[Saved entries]
· · · · ·

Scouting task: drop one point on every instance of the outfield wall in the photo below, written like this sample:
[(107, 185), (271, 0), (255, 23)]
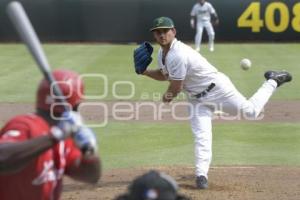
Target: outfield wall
[(129, 20)]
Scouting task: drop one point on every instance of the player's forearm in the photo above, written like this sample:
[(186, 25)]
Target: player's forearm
[(155, 74), (88, 170), (16, 155), (173, 90)]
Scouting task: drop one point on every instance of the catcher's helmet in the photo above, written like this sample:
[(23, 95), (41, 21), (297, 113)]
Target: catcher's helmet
[(71, 86)]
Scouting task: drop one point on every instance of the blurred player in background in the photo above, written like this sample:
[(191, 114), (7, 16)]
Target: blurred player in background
[(207, 89), (36, 150), (203, 15)]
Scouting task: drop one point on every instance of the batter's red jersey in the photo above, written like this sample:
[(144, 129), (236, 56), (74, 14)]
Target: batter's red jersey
[(42, 178)]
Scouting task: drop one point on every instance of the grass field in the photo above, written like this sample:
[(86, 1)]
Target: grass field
[(126, 145)]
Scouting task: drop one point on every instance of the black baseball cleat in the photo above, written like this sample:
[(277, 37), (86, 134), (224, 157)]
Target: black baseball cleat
[(280, 77), (201, 182)]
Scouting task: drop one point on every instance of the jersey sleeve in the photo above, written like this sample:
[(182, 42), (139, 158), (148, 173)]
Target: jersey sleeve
[(177, 68), (211, 9), (14, 132)]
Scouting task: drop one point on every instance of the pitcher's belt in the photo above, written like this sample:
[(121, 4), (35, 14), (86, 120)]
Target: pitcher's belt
[(204, 92)]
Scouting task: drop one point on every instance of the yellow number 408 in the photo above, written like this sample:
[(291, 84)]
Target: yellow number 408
[(250, 18)]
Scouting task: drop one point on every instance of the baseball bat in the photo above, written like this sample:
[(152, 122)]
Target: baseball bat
[(28, 35)]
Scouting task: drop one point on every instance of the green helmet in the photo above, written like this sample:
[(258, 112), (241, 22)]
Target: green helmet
[(162, 22)]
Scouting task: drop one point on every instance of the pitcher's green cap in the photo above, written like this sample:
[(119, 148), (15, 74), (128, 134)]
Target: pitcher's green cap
[(162, 22)]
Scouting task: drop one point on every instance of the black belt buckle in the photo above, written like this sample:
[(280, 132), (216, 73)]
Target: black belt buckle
[(204, 92)]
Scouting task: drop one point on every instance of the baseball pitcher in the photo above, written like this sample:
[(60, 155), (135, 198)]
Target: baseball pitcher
[(207, 89)]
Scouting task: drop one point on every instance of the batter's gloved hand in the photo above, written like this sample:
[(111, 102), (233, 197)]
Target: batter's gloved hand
[(86, 141), (142, 57), (69, 124)]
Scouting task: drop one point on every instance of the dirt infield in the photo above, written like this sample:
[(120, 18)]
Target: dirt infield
[(225, 183)]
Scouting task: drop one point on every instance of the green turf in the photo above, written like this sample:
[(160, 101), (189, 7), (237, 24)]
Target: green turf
[(145, 144), (19, 74)]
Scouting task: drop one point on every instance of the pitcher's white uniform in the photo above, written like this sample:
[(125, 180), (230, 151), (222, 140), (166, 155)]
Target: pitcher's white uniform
[(184, 63), (203, 15)]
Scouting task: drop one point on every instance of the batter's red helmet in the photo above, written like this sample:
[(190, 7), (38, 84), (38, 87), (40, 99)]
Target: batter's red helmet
[(71, 86)]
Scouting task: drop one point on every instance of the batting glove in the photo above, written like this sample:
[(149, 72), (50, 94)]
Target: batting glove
[(70, 123), (86, 141)]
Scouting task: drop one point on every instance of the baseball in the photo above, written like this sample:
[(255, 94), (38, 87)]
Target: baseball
[(245, 64)]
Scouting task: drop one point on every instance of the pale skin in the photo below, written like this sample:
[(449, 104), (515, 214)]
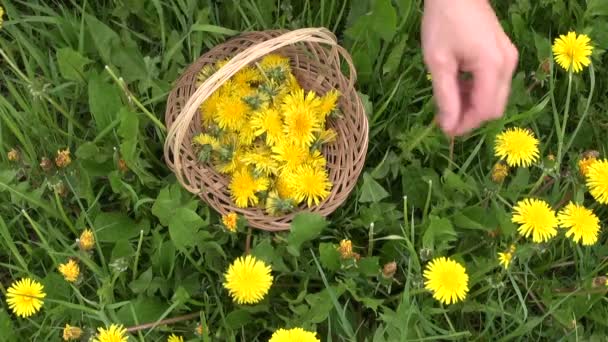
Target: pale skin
[(466, 36)]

· · · · ·

> [HOW TO COMPLETE THIS TASK]: Keep the pictures out of the copy and write out the data exactly as it stands.

> [EXERCISE SOLUTION]:
Scouting task: drop one point on every instance of the outfield wall in the photo below, written like this sample:
[(107, 185), (271, 0), (255, 23)]
Target: outfield wall
[(129, 20)]
Scouting task: drop one point on every instance of the player's forearm in the photo above, written like this sample:
[(186, 25)]
Target: player's forearm
[(155, 74), (88, 170), (16, 155), (173, 90)]
Scouting task: drop one point on every instance of the catcher's helmet in the photo above, written like this sample:
[(23, 95), (41, 21), (297, 113)]
Target: catcher's helmet
[(71, 86)]
Scouting task: drop one point on every instance of the blurred player in background in the photo above, written like this sample:
[(191, 114), (7, 16)]
Target: blurred player in background
[(207, 89), (36, 150), (203, 15)]
Scouting task: drop one point on every instance of the batter's red jersey in the photo above, written like this sample:
[(144, 129), (236, 56), (74, 14)]
Target: batter's red jersey
[(42, 178)]
Scouting task: drop one point on every instance of the grass field in the photo above, written like this sample:
[(86, 1)]
Target: grass field
[(126, 145)]
Scouting task: drop one point on every instance of the black baseball cleat in the photo above, written like this sample:
[(277, 37), (86, 134), (224, 157)]
Target: black baseball cleat
[(280, 77), (201, 182)]
Scouting task: drop one point on every instance of the jersey sleeve in the photo above, written like this sample:
[(182, 42), (139, 158), (148, 173)]
Target: jersey sleeve
[(177, 68), (211, 9), (14, 132)]
Scouting task: drop one point on every instance of the pitcher's belt in the photo above, written like this sample:
[(121, 4), (35, 14), (86, 120)]
Target: pitcher's belt
[(204, 92)]
Scouting task: drop one point on every instance of the yellow number 408 in the photo above, written like this sample:
[(291, 84)]
Target: yellow number 408
[(250, 18)]
Scouting task: drop one point on every instance of the baseball bat in the photo above, written like this sample:
[(152, 122)]
Target: baseball bat
[(28, 35)]
Scouting task: drop one point on every instance of the green helmet in the photo above, written like this sample:
[(258, 112), (241, 22)]
Target: green helmet
[(162, 22)]
Scouting task: drop one point on every instance of the pitcher's green cap in the photo above, written like this sample:
[(119, 148), (15, 74), (128, 134)]
Target: pitcher's green cap
[(162, 22)]
Scouting task: drop one point on every instance of the black belt buckle in the photo above, written like this sample:
[(280, 132), (216, 73)]
Target: black belt buckle
[(204, 92)]
Scouting task: drop one point on every instance of the baseball pitcher in the photo above, written like this sample:
[(60, 155), (135, 198)]
Target: baseball pitcher
[(207, 89)]
Scouting task: drop one point on every instance of the batter's gloved hand in the photo above, written like this sample:
[(111, 102), (233, 197)]
Target: batter's gloved hand
[(86, 141), (142, 57), (69, 124)]
Scouting task: drop one point on every instance of the dirt infield in the photo above, written like this sample:
[(120, 18)]
Target: dirt infield
[(225, 183)]
Scouting task: drop one point on every instance of the green turf in the photo above, written like this sample:
[(160, 101), (189, 7), (237, 24)]
Target: green turf
[(145, 144), (19, 74)]
Scouting task: drop one point on every instance of the pitcher's white uniform in the photo above, written like this sample:
[(125, 180), (230, 151), (222, 140), (166, 155)]
Target: pitcher's white uniform
[(184, 63), (203, 15)]
Scouting task: drop one point on every instance of the batter's red helmet in the photo above, written like this sample:
[(190, 7), (38, 84), (38, 87), (40, 99)]
Target: batter's red helmet
[(71, 86)]
Scouting task: drop one point on every instance of the batting glove in the photo above, written like this sample:
[(149, 72), (50, 94)]
Target: batting glove
[(70, 123), (86, 141)]
Scouting task: drop one point on every instance of the baseball in the photo above, written like this sample:
[(255, 94), (38, 87)]
Target: baseball
[(245, 64)]
Scouting task: drop one point on every instance of the pale skin in the photo below, written like this sample:
[(449, 104), (515, 214)]
Target: pale skin
[(466, 36)]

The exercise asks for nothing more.